-------- Extrait du texte

Deux acteurs à la carrière remarquable. Deux amoureux comme au premier jour. Un couple actif qui vieillit en beauté. Rencontre avec les porte-parole de la Journée internationale des aînés.
Pourquoi avez-vous accepté d’être porte-parole de cet événement, qui a lieu le 1er octobre de chaque année?
Pierre: Parce qu’on se sent concernés. Ce mandat nous a été offert par la Conférence des Tables régionales de concertation des aînés du Québec. On ne connaissait pas cet ensemble d’organismes. Ils prennent le pouls des personnes âgées, des groupes com- munautaires qui s’en occupent et font des recommandations à la ministre responsable des Aînés. Avant d’accepter, j’ai voulu consulter leurs rapports. J’ai trouvé leurs recommandations très sensées, leur travail, efficace. Cette journée est l’occasion de réfléchir à la situation des aînés, qui n’est, bien sûr, pas la même pour tout le monde, et de garder cette question vivante dans l’actualité.
Marie: On parle beaucoup des femmes, de la communauté LGBTQ, des minorités visibles. Mais je pense que les grands oubliés dans notre société, ce sont les personnes âgées. Alors, qu’on les mette en valeur grâce à cette journée, je trouve ça important.
Quels enjeux vous touchent quant à la façon dont sont traités et perçus les aînés dans notre société?
Marie: Je crois qu’il faut redonner une place aux vieux, et surtout aux vieilles, parce que ce sont parmi les personnes les plus défavorisées dans notre société. Même dans mon métier, les vieilles sont absentes. On ne parle pas de la vieillesse des femmes d’une façon très positive. Moi, je voudrais dire que la vieillesse, ce n’est pas une perte. Au contraire, c’est une autre vision de l’humanité, de ce que tu es. J’aimerais qu’on redonne sa beauté à la vieillesse.
Pierre: L’enjeu qui me touche le plus, c’est l’isolement, la solitude des gens âgés. On est dans une société où il n’y a pas beaucoup de temps pour les aînés, pour toutes sortes de bonnes ou de mauvaises raisons. Il y en a qui sont seuls, puis il y en a qui sont seuls dans leur famille, aussi.
Vous qui avez été en politique, si vous étiez ministre responsable des Aînés, quel serait votre cheval de bataille?
Pierre: Ce serait d’abord le logement. Un logement abordable, décent, qui correspond aux revenus, souvent très faibles, des personnes âgées. Beaucoup d’entre elles seraient davantage autonomes si elles avaient accès à un tel toit, où elles pourraient aussi cultiver des liens sociaux. Puis, la solitude, c’est un problème, évidemment, mais une seule personne ne peut le régler.
Marie: Ça passe beaucoup par la communauté. On est venus s’installer à North Hatley et on constate que ça existe, ici. Je me suis blessée à vélo, je suis présentement limitée dans ma mobilité. Les gens viennent me porter des fleurs, un pâté chinois, chercher notre chienne pour la promener. Il y a une vraie vie de village. Si on pouvait transposer ça partout…
Pierre: On dit que ça prend un village pour élever un enfant. Eh bien, ça prend un village pour accompagner les personnes âgées!

----------------
-------- Jeu de données

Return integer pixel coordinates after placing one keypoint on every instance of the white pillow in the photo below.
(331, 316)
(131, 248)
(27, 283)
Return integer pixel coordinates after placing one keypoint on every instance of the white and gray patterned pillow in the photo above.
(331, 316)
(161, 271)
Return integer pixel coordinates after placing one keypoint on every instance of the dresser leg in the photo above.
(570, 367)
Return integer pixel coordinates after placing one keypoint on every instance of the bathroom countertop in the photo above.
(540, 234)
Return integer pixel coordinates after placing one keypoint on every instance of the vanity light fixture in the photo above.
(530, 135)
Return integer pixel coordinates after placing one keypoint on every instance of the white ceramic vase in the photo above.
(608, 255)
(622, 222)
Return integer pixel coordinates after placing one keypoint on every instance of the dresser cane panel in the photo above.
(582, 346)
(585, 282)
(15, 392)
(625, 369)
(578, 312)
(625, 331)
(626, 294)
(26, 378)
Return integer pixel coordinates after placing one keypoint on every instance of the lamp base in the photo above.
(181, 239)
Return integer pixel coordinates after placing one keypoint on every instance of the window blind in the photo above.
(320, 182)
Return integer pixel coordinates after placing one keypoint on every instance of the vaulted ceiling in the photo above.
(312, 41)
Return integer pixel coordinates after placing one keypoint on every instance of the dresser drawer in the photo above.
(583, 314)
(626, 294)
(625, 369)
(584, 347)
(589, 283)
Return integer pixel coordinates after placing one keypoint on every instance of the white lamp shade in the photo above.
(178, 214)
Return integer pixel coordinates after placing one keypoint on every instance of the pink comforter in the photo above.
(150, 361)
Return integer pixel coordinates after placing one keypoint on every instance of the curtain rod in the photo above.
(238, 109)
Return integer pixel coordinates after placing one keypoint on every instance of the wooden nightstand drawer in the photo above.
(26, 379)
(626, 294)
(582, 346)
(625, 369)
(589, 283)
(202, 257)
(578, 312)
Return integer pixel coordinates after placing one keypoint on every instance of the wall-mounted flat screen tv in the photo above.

----------------

Consigne: Reproduisez à l'identique le passage de l'entretien qui s'ouvre sur les mots « Quels enjeux vous » et se clôt sur « à la vieillesse. ».

Résultat attendu:
Quels enjeux vous touchent quant à la façon dont sont traités et perçus les aînés dans notre société?
Marie: Je crois qu’il faut redonner une place aux vieux, et surtout aux vieilles, parce que ce sont parmi les personnes les plus défavorisées dans notre société. Même dans mon métier, les vieilles sont absentes. On ne parle pas de la vieillesse des femmes d’une façon très positive. Moi, je voudrais dire que la vieillesse, ce n’est pas une perte. Au contraire, c’est une autre vision de l’humanité, de ce que tu es. J’aimerais qu’on redonne sa beauté à la vieillesse.